__ASSIGNED TASK 1__: In the article on the Covid-19 memorial website, translate this sentence into Spanish: "A doctor told Mr Fagodien to expect the worst."
__ASSIGNED TASK 2__: Write a continuation of the article on the Covid-19 memorial website, picking up after its final sentence.

======== DOCUMENT SEGMENT

A Constantia woman has created an interactive website to memorialise South Africans who have lost their lives to Covid-19.
Lydia Zingoni says the website, rainbownationremembers.com, is a way for families and friends to remember their loved ones.
“As a nation, we need to remember them,” she says.
Ms Zingoni is the founder and director of SA Teen Entrepreneur, a non-profit organisation encouraging young people to embrace entrepreneurship.
Maliek Fagodien, who lost his father, Abdol Baakie Fagodien, to Covid-19, on Wednesday May 6, will be one of the first to contribute to the site.
Mr Fagodien, of Mitchell’s Plain, got a call from his father at 4am on Tuesday April 26, who told him he was finding it hard to breathe.
Mr Fagodien rushed his father from his home in Surrey Estate to the Gatesville Medical Centre.
“I wasn’t allowed to go in with him, they just took his medical aid details,” Mr Fagodien recalled. “A porter came and took him with a wheelchair. I didn’t know that would be the last time I saw my father’s face.”
Blood tests revealed his father was diabetic, had a kidney infection and was positive for Covid-19.
A doctor told Mr Fagodien to expect the worst.
“My dad was 70, he had high blood, cholesterol and heart problems. He also had a pacemaker that made him very vulnerable.
“The scary part is that we don’t know who he got this virus from and how.”

================
======== DATASET

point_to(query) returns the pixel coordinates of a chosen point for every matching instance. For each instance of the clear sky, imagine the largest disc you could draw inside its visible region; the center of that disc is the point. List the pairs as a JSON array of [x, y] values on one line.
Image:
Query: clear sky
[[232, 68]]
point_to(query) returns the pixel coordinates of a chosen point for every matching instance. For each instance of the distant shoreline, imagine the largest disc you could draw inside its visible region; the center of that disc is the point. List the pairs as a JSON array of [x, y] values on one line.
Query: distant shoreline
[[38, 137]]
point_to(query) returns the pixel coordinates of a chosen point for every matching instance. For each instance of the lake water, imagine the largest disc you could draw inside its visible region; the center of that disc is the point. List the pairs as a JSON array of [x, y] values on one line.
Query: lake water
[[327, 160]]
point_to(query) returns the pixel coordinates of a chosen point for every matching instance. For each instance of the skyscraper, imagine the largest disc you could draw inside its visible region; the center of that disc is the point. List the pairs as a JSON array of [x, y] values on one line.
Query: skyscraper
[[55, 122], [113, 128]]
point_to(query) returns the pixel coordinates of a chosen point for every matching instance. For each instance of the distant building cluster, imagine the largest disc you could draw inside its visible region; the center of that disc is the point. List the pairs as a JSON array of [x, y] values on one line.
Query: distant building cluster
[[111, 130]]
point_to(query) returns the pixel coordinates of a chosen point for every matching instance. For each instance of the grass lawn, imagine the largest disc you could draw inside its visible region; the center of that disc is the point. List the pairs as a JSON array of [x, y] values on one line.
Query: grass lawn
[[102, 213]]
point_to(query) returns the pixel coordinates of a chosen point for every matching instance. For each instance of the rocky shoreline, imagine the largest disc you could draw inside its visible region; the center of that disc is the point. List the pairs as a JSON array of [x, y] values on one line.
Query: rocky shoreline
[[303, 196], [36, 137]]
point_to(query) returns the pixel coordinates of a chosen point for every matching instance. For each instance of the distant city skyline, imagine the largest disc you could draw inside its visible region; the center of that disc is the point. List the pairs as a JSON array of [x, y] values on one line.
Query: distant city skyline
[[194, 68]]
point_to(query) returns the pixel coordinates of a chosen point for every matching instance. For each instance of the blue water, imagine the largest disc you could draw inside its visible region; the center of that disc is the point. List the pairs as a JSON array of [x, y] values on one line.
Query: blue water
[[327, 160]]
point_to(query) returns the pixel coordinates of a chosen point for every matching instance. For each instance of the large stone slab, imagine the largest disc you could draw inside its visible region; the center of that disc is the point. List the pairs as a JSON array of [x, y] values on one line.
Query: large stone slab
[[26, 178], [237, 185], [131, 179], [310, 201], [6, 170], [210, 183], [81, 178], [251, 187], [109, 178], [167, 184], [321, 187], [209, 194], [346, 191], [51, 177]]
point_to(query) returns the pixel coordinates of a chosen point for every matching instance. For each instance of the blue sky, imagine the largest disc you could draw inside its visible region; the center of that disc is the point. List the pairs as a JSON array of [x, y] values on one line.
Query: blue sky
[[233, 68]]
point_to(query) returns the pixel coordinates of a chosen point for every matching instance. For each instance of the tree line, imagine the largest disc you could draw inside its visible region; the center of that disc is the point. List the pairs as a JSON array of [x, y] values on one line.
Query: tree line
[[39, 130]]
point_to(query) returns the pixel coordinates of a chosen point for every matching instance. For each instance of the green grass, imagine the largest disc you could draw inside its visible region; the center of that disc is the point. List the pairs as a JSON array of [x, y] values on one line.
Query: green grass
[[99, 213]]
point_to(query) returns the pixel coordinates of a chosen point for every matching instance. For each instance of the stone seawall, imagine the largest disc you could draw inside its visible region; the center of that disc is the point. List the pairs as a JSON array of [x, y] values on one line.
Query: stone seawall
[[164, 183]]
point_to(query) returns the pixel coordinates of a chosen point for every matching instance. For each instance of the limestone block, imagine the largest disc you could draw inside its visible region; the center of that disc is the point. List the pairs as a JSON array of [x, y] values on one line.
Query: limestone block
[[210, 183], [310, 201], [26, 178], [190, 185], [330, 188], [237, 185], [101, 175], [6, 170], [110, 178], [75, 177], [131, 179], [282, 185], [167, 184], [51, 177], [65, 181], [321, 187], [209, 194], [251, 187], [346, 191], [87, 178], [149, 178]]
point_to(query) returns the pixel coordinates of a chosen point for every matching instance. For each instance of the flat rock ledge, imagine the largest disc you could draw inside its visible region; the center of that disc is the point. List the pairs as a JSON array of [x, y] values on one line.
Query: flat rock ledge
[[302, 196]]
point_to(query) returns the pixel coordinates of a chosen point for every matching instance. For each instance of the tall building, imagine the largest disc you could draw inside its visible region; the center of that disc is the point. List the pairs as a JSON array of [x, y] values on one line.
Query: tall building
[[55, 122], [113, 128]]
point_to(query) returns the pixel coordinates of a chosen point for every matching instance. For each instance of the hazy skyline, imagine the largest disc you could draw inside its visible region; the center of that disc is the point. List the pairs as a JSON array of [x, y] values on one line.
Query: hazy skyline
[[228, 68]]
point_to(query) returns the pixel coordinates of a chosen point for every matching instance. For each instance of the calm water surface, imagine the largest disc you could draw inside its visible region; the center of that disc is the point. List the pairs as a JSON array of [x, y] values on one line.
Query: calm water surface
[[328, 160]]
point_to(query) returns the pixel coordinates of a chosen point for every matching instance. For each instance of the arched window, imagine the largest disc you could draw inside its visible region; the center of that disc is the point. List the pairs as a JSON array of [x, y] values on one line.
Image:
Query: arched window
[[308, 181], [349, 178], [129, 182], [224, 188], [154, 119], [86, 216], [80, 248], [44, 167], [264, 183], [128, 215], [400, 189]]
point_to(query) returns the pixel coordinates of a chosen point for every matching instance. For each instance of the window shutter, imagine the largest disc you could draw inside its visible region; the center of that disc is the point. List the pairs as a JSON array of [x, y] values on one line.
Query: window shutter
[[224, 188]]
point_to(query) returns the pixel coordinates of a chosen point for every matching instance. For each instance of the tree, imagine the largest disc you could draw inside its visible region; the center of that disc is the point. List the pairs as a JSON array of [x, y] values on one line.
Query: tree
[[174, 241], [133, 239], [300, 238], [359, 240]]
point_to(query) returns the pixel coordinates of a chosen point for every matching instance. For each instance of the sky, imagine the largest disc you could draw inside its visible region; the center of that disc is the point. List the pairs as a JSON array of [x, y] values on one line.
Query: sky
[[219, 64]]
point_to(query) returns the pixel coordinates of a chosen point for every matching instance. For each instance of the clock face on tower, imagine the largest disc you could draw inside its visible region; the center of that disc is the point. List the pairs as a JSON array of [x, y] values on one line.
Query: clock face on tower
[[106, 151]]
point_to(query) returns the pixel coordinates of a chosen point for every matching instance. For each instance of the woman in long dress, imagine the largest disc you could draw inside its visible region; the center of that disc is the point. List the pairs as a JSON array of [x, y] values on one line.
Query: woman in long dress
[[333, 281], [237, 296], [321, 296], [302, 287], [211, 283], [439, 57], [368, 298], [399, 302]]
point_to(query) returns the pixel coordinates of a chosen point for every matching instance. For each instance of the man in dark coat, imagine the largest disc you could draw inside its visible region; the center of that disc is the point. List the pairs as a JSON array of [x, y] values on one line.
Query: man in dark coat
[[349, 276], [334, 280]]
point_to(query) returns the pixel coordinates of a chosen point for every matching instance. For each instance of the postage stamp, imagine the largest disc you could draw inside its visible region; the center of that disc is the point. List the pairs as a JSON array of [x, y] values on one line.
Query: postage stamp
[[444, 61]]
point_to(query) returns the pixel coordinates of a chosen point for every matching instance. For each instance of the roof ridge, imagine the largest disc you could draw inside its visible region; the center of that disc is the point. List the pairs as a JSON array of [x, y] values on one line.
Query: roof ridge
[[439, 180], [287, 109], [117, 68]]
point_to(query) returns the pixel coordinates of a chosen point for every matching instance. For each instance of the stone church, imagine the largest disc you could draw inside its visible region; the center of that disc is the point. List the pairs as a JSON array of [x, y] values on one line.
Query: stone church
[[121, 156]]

================

__FINAL ANSWER 1__: Un médico le dijo al Sr. Fagodien que esperara lo peor.

__FINAL ANSWER 2__:
Mr Fagodien said it had been heartbreaking not being able to be by his ill father’s bedside or hold his hand in hospital.
“My dad hadn’t been in hospital before except for three years ago when they put in the pacemaker. He would call me every morning and tell me that he didn’t want to be there.”
His father died shortly after he was put on a ventilator, and Covid-19 intruded even at the funeral – plastic was wrapped around the traditional Muslim burial shroud to protect the mourners from infection.
“He went straight from the hospital to the burial in Grassy Park. We weren’t able to see his face. The funeral really didn’t comfort us enough. He was also a person who liked to read the Qur’an a lot, and we really wanted to do that for him by his bedside when he was in hospital.”
Mr Fagodien is consulting with his family to think of the right words to put on his father’s memorial on the Rainbow Nation Remembers website. He said he wanted something that would also spread awareness about Covid-19.
“We don’t want what happened to our family to happen to anyone else.”
Ms Zingoni said the website was inspired by the Rainbow Remembers site in the UK.
“I come from an information background so curatorship comes naturally to me,” she said.
The site, she said, would have a team of five behind it, doing background checks so that no non-Covid-19 or fake deaths were posted.
“We are expecting that people will act in their good nature, but we also have a duty to do our due diligence. We won’t be publishing immediately, we want to check and be sure first.”
Ms Zingoni said many families who had lost relatives to Covid-19 felt isolated and she hoped the website would help them find comfort from others in the same position.
“We haven’t seen a lot of people who have died from the virus being named in the newspapers. People need to realise that we are grieving the lives of real people here. That’s why we need to put a face to it.”